-- Texto mostrado --
● ● ● ●

Fikere, además, toca la campana de la misión tres veces al día, y se oye en todo el valle: al amanecer, al mediodía y al atardecer. Así todos los que lo oyen levantan el pensamiento hacia Dios, lo mismo que los musulmanes llaman a la oración por los altavoces de sus pequeñas mezquitas rurales. Por propia devoción, Fikere viene a Misa por las mañanas, y por la tarde se sienta en un banco del soportal con su rosario en mano, y se pasa un rato en silencio, él solo. Aunque yo soy cura, y me sé toda mi teología, no puedo menos que admirar la fe sencilla de los campesinos, y ellos me recuerdan mi profunda vocación a ser padre en la fe. Aquí la fe, la relación con Dios, es algo previo a mí, y yo estoy llamado a custodiarlo y favorecerlo. Pasan los años y me doy cuenta que nadie es recordado por los proyectos o carreteras que hizo. Todos sin embargo recuerdan si fueron amados y la vida nueva que trajo la semilla de la fe. Cuando era joven, leí y quedé tocado por el testimonio de conversión de la atea rusa Tatiana Goricheva, y ahora la entiendo mejor. Ella encontró en la fe sencilla de los campesinos la respuesta al vacío del corazón y la angustia existencial.

● ● ● ●

-- Listado mostrado --
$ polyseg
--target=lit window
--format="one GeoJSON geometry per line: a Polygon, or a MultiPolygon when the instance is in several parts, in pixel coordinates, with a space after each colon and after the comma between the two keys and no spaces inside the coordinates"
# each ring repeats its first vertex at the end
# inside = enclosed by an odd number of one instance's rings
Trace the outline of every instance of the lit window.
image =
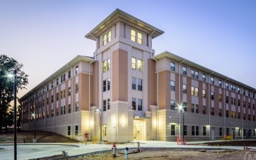
{"type": "Polygon", "coordinates": [[[131,30],[131,40],[136,41],[136,31],[132,29],[131,30]]]}
{"type": "Polygon", "coordinates": [[[142,71],[142,60],[138,59],[138,71],[142,71]]]}
{"type": "Polygon", "coordinates": [[[183,93],[187,94],[187,84],[183,84],[183,93]]]}
{"type": "Polygon", "coordinates": [[[175,71],[175,63],[170,62],[170,70],[175,71]]]}
{"type": "Polygon", "coordinates": [[[78,66],[75,66],[75,74],[77,74],[79,72],[79,68],[78,66]]]}
{"type": "Polygon", "coordinates": [[[131,68],[133,69],[136,69],[136,58],[135,57],[131,58],[131,68]]]}
{"type": "Polygon", "coordinates": [[[142,44],[142,33],[138,32],[138,43],[142,44]]]}
{"type": "Polygon", "coordinates": [[[75,84],[75,92],[76,93],[78,92],[78,84],[75,84]]]}
{"type": "Polygon", "coordinates": [[[187,75],[187,67],[182,66],[182,73],[187,75]]]}
{"type": "Polygon", "coordinates": [[[175,82],[173,81],[170,81],[170,90],[175,91],[175,82]]]}
{"type": "Polygon", "coordinates": [[[131,109],[136,110],[136,98],[132,98],[131,109]]]}
{"type": "Polygon", "coordinates": [[[132,89],[134,90],[136,90],[136,78],[132,78],[132,89]]]}
{"type": "Polygon", "coordinates": [[[142,100],[138,99],[138,110],[142,111],[142,100]]]}
{"type": "Polygon", "coordinates": [[[138,78],[138,91],[142,91],[142,79],[138,78]]]}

● ● ● ●

-- Tareas --
• 1. Según el texto sobre la misión, ¿en qué momentos del día toca Fikere la campana? Enuméralos todos.
• 2. En el texto sobre la misión, ¿qué encontró Tatiana Goricheva en la fe sencilla de los campesinos?
• 3. Reanuda el texto sobre Fikere y la misión a partir de su última frase.

-- Respuestas --
• 1. Al amanecer, al mediodía y al atardecer.

• 2. La respuesta al vacío del corazón y la angustia existencial.

• 3.
Me alegro por el hijo de Fikere, Asnake, que ya está hecho un hombre, y que ahora ve a su padre tan bien cuidado y ocupado con nosotros en la misión. Aunque aún no está casado, Asnake ya se encarga de arar y cultivar el pequeño terreno de su padre, y encima este año ha arrendado por su cuenta otras tierras, lo cual es un buen signo de madurez, de diferir la gratificación, porque en las labores del campo al principio todo es desembolso, preparación, gastos, trabajo y sudor, y los frutos tan deseados llegan después de cinco, seis u ocho meses, dependiendo del cultivo. El sorgo es lo que más tarda, no solo por el tiempo que le lleva crecer y dar fruto, sino también porque una vez cortado el tallo, tiene que secarse para que todos los granos salgan de las vainas en la trilla, que se hace vareando con fuerza sobre una lona, y luego se aventa la parva. Al final, desde las primeras veces que se pasa el arado por la tierra para prepararla para la siembra, hasta que se vende el grano en el mercado, pasando la siega y la trilla, pasan unos diez meses. Los jóvenes como Asnake son un buen ejemplo para muchos otros. Los hay que solo piensan en divertirse, y los hay también que honran a sus mayores, que se entregan al trabajo, que se llevan bien con todos. Los mayores tenemos la gran tarea de bendecir y alentar a la generación emergente que son los jóvenes.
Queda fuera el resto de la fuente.